■ **YOUR INSTRUCTIONS**: Write the records out once more. Leave each line exactly as given.

--*--

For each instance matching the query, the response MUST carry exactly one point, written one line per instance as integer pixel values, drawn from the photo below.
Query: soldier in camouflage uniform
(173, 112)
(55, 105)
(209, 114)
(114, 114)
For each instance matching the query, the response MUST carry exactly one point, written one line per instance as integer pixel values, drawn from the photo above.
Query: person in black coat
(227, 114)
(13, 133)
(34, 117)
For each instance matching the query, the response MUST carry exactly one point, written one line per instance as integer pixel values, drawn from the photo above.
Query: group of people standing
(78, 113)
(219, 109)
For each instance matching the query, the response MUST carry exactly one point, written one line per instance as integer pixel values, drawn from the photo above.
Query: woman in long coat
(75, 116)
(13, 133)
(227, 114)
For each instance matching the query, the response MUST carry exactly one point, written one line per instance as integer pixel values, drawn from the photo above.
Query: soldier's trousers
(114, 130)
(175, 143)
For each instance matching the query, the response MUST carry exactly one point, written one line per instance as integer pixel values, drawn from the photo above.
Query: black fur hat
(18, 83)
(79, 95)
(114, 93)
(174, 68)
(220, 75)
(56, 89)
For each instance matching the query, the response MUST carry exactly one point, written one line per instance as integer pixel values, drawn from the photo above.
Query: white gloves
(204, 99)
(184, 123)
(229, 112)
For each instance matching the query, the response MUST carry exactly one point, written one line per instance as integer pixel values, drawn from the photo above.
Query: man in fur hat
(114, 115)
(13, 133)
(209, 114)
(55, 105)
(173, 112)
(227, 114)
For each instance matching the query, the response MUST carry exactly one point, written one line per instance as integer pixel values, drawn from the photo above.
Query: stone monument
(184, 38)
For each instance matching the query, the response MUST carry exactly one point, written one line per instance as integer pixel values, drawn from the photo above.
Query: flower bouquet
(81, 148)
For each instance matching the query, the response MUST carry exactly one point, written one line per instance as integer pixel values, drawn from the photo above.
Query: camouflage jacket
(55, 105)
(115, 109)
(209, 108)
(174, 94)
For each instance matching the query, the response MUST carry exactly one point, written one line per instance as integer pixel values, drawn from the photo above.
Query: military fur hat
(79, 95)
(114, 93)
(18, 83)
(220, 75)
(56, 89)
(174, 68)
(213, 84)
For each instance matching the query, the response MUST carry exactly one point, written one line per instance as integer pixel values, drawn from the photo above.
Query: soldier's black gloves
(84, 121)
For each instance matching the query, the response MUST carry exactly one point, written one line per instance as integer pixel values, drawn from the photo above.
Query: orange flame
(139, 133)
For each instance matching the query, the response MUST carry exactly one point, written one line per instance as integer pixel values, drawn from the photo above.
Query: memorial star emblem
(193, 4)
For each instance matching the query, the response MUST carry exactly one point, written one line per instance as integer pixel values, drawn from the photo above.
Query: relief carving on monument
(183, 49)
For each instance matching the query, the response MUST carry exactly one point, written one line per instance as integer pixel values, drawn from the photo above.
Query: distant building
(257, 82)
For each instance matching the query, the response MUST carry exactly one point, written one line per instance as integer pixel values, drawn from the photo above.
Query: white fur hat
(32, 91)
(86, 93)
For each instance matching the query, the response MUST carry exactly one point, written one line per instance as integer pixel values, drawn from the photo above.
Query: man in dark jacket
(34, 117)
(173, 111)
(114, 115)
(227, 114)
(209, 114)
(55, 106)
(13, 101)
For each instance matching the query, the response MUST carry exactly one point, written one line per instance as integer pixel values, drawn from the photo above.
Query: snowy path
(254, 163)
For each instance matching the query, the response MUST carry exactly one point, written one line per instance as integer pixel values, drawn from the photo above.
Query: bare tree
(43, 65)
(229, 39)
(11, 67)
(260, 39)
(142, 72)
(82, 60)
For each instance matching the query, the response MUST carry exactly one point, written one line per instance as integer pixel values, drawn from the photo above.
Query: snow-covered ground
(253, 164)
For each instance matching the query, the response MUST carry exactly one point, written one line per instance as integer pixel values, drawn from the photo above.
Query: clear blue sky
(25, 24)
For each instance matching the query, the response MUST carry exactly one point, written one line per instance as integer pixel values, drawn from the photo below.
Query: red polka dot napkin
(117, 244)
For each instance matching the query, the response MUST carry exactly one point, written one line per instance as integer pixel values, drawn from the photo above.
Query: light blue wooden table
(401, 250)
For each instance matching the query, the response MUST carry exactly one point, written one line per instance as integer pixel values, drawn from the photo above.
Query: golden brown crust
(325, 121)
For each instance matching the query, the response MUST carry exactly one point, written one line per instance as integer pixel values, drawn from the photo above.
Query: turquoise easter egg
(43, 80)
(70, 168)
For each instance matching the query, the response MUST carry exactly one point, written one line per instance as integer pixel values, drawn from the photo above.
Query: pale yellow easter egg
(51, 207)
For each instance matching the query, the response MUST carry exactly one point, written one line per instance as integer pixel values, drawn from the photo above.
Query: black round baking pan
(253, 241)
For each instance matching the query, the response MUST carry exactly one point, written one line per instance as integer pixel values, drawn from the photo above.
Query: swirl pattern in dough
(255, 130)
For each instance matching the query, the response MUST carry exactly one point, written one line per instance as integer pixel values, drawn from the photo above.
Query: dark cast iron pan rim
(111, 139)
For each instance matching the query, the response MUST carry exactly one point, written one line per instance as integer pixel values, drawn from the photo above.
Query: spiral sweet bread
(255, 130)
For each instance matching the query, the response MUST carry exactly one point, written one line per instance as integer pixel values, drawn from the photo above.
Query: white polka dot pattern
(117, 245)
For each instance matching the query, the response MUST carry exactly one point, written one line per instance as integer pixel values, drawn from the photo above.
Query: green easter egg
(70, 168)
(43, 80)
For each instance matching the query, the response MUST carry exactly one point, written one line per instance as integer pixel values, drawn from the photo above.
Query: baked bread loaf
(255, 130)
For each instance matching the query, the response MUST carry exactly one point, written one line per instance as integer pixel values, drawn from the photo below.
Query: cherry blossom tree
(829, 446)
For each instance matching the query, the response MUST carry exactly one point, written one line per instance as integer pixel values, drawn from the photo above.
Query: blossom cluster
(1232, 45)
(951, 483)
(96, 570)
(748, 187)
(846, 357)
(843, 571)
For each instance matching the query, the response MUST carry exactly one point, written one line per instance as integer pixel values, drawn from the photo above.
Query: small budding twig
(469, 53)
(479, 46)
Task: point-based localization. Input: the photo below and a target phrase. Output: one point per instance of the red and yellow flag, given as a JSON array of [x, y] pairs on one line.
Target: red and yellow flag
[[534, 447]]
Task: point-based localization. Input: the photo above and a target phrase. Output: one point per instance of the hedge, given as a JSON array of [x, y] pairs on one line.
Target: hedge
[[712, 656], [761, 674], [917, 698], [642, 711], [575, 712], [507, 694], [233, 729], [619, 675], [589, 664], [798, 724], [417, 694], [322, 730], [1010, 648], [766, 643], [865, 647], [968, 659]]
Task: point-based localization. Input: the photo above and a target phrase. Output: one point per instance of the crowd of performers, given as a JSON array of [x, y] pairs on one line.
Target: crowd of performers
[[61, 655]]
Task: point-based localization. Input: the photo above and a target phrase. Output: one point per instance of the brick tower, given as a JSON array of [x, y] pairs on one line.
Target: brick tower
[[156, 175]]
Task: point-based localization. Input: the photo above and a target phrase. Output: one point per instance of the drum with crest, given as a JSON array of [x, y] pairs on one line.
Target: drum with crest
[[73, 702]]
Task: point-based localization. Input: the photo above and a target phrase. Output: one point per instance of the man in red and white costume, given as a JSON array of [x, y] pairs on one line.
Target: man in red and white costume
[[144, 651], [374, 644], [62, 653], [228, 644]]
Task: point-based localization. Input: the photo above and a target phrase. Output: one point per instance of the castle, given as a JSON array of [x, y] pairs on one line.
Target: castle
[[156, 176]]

--*--

■ **EXERCISE RESPONSE**:
For each instance matching the query, the response MUST carry exactly one point, written one line per instance as integer pixel values, drawn from the photo below.
Query: soldier in camouflage uniform
(173, 112)
(55, 105)
(209, 114)
(114, 114)
For each instance matching the query, the response MUST carry exactly one point, written one line per instance as integer pixel values, drawn from the photo above.
Query: person in black coat
(227, 114)
(13, 133)
(34, 117)
For each instance matching the query, the response MUST carry exactly one point, written one line per instance as integer pixel values, drawn from the photo above.
Query: group of people standing
(78, 113)
(219, 109)
For each instance matching the query, the response MUST carry exactly one point, written one line per instance as integer pixel values, drawn from the photo above.
Query: woman in long coat
(75, 116)
(13, 133)
(227, 114)
For each instance matching the query, the response MUST carry exactly one point, written one line per instance as integer pixel values, drawn from the photo above.
Query: soldier's trousers
(114, 130)
(175, 143)
For each instance matching the query, the response MUST carry exactly one point, written one line per instance as integer pixel values, drawn from the photo above.
Query: black fur hat
(18, 83)
(79, 95)
(114, 93)
(174, 68)
(220, 75)
(56, 89)
For each instance matching the query, the response MUST carry exactly one point, written one line per instance as integer pixel values, drawn from the photo above.
Query: white gloves
(204, 99)
(184, 123)
(229, 112)
For each instance matching the query, the response MUST carry exactly one point, written one line per instance as integer pixel values, drawn from the photo above.
Query: man in fur hat
(114, 115)
(13, 133)
(209, 114)
(55, 105)
(173, 112)
(227, 114)
For each instance matching the query, the response MUST carry exactly one point, written one line per instance as integer pixel values, drawn from the photo above.
Query: stone monument
(184, 38)
For each instance matching the query, the response MUST carry exactly one point, written one line per instance as integer pixel values, drawn from the photo above.
Query: flower bouquet
(81, 148)
For each instance matching the query, the response MUST carry exactly one point, written one line per instance as integer pixel values, drawn from the photo above.
Query: camouflage jacket
(55, 105)
(115, 109)
(209, 108)
(174, 94)
For each instance matching the query, the response MUST carry exactly one point, written one line per instance as integer pixel values, drawn from the photo above.
Query: military fur hat
(79, 95)
(114, 93)
(18, 83)
(220, 75)
(56, 89)
(174, 68)
(213, 84)
For each instance matching the query, the response MUST carry exactly one point, written one line per instance as integer pixel values, drawn from the photo above.
Query: soldier's black gloves
(84, 121)
For each instance matching the query, the response MUST carry exactly one point, written one line per instance as integer pixel values, drawn from the photo above.
Query: orange flame
(139, 133)
For each instance matching the query, the response MUST carry exactly one point, written one line per instance as integer pixel values, drawn from the photo above.
Query: memorial star emblem
(193, 4)
For each instance matching the query, the response MUST carry exactly one point, written one line per instance as integer pixel values, drawn from the photo above.
Query: relief carving on monument
(183, 49)
For each instance matching the query, the response MUST carry exactly one point, written one line per instance as integer pixel values, drawn from the photo above.
Query: distant building
(257, 82)
For each instance matching the query, the response MUST carry exactly one point, written one line per instance as integer pixel values, drawn from the photo above.
Query: white fur hat
(32, 91)
(86, 93)
For each instance matching the query, the response MUST carry exactly one point, written one line per instance as integer pixel values, drawn from the photo above.
Query: man in dark jacket
(34, 117)
(173, 111)
(114, 115)
(227, 114)
(209, 114)
(55, 106)
(13, 101)
For each instance matching the query, the response MUST carry exactly one point, written one line per instance as integer pixel values, drawn from the photo above.
Query: snowy path
(254, 163)
For each instance matching the query, the response MUST carry exactly one point, written one line per instance as integer pixel values, drawn from the photo above.
Query: bare tree
(43, 65)
(229, 39)
(11, 67)
(260, 39)
(142, 72)
(82, 60)
For each instance matching the query, the response MUST carry exactly one point, written one line per instance as integer pixel values, drawn from the photo above.
Query: snow-covered ground
(253, 164)
For each instance matching the query, the response MUST carry exactly one point, written one line per instance as integer pixel values, drawn from the photo above.
Query: clear blue sky
(25, 24)
For each instance matching the query, the response MUST carry exactly one point, written one line per instance as integer pixel values, drawn from the photo below.
Query: red polka dot napkin
(117, 244)
For each instance matching the query, the response MUST carry exactly one point, written one line per instance as integer pixel values, drawn from the photo above.
Query: light blue wooden table
(401, 250)
For each instance matching the query, the response MUST carry exactly one point, written one line per instance as integer pixel values, drawn from the photo above.
Query: golden brown crust
(325, 121)
For each instance matching the query, the response MUST carry exactly one point, written one line per instance as integer pixel values, drawn from the photo above.
Query: turquoise easter egg
(43, 80)
(70, 168)
For each instance matching the query, the response MUST carry exactly one point, written one line per instance as integer pixel values, drawn from the photo above.
Query: pale yellow easter egg
(51, 207)
For each instance matching the query, the response MUST carry exactly one point, written one line per instance as integer pixel values, drawn from the photo above.
Query: black round baking pan
(253, 241)
For each instance matching the query, the response MUST carry exactly one point, written one line per instance as integer pixel values, drawn from the photo above.
Query: swirl pattern in dough
(255, 130)
For each instance matching the query, the response MUST carry exactly one point, written one line per instance as integer pixel values, drawn from the photo above.
Query: dark cast iron pan rim
(111, 139)
For each instance matching the query, the response MUST carry exactly one point, written one line per instance as integer pixel values, drawn from the photo above.
Query: spiral sweet bread
(255, 130)
For each instance matching the query, the response MUST carry exactly one point, written one line per instance as integer pixel values, drawn from the photo above.
Query: white polka dot pattern
(117, 245)
For each instance matching the query, the response MUST carry exactly one point, written one line per instance as integer pixel values, drawn from the photo above.
Query: green easter egg
(70, 168)
(43, 80)
For each instance matching the query, the response MUST carry exactly one point, written one line per instance as integer pixel values, drawn from the photo above.
Query: baked bread loaf
(255, 130)
For each instance matching the query, the response MUST carry exactly one point, written one line per instance as integer pixel values, drawn from the photo below.
Query: cherry blossom tree
(829, 446)
For each instance matching the query, the response MUST carry exactly one point, written one line per instance as integer pixel values, drawn from the photo above.
Query: blossom cluster
(1232, 45)
(951, 483)
(96, 570)
(748, 187)
(846, 357)
(843, 571)
For each instance matching the query, the response MUST carry exactly one point, written one line per instance as integer pixel values, drawn from the photo above.
Query: small budding twig
(469, 53)
(479, 46)
Task: point-based localization. Input: the photo below and a target phrase. Output: one point per instance of the red and yellow flag, given as a JSON array of [x, y] pairs on one line.
Target: red and yellow flag
[[534, 447]]
Task: point-based localization. Input: the photo above and a target phrase. Output: one point per instance of the hedge, given as a JSON array of [x, y] pairs on one line.
Target: hedge
[[712, 656], [761, 674], [917, 698], [642, 711], [575, 712], [507, 694], [233, 729], [619, 675], [589, 664], [798, 724], [417, 694], [322, 730], [1010, 648], [766, 643], [865, 647], [968, 659]]
Task: point-based localization. Input: the photo above and a target phrase. Output: one point per instance of the crowd of performers, given as a JSON array of [x, y] pairs on one line.
Target: crowd of performers
[[61, 655]]
Task: point-based localization. Input: the photo above and a target phrase. Output: one point per instance of the brick tower, given as a JSON array of [x, y] pairs on one line.
Target: brick tower
[[156, 175]]
Task: point-based localization. Input: the photo above and a target phrase. Output: one point per instance of the drum with crest, given as a JSON array of [x, y] pairs on one line.
Target: drum with crest
[[73, 702]]
Task: point-based localization. Input: the photo above and a target phrase. Output: one point per instance of the man in red and white costume, given as a JSON array of [x, y] pairs on one line.
Target: man in red and white costume
[[144, 651], [374, 644], [62, 653], [228, 644]]
Task: point-based localization. Input: the photo above and a target phrase. Output: one point per instance of the castle, given as a JSON array of [x, y] pairs on one line.
Target: castle
[[156, 176]]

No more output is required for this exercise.